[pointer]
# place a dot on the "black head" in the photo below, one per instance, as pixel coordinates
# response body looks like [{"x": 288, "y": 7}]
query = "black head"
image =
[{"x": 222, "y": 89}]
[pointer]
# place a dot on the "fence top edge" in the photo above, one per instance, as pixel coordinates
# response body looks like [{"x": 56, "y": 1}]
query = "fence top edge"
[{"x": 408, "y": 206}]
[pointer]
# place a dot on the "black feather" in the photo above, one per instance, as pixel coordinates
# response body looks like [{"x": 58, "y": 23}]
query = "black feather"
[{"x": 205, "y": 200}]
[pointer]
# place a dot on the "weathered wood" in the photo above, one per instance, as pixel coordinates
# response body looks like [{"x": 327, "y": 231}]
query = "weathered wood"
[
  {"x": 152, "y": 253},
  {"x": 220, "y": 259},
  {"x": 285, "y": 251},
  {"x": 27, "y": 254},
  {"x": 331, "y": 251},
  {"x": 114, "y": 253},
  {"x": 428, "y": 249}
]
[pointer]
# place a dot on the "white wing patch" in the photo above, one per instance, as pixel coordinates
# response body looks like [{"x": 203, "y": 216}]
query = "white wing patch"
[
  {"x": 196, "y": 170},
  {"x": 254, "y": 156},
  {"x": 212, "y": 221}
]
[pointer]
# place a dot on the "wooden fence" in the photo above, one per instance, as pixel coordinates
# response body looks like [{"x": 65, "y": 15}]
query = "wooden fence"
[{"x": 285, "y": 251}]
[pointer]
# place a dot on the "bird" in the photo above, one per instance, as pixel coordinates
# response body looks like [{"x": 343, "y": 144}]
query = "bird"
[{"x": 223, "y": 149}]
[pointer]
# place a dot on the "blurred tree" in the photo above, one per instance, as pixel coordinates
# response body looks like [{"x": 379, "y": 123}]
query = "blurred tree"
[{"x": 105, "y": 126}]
☆ ☆ ☆
## How to complete this task
Search the entries for the word "head", then list each line that holds it.

## Response to the exercise
# place a dot on the "black head" in the photo below, one per instance, as pixel coordinates
query = "black head"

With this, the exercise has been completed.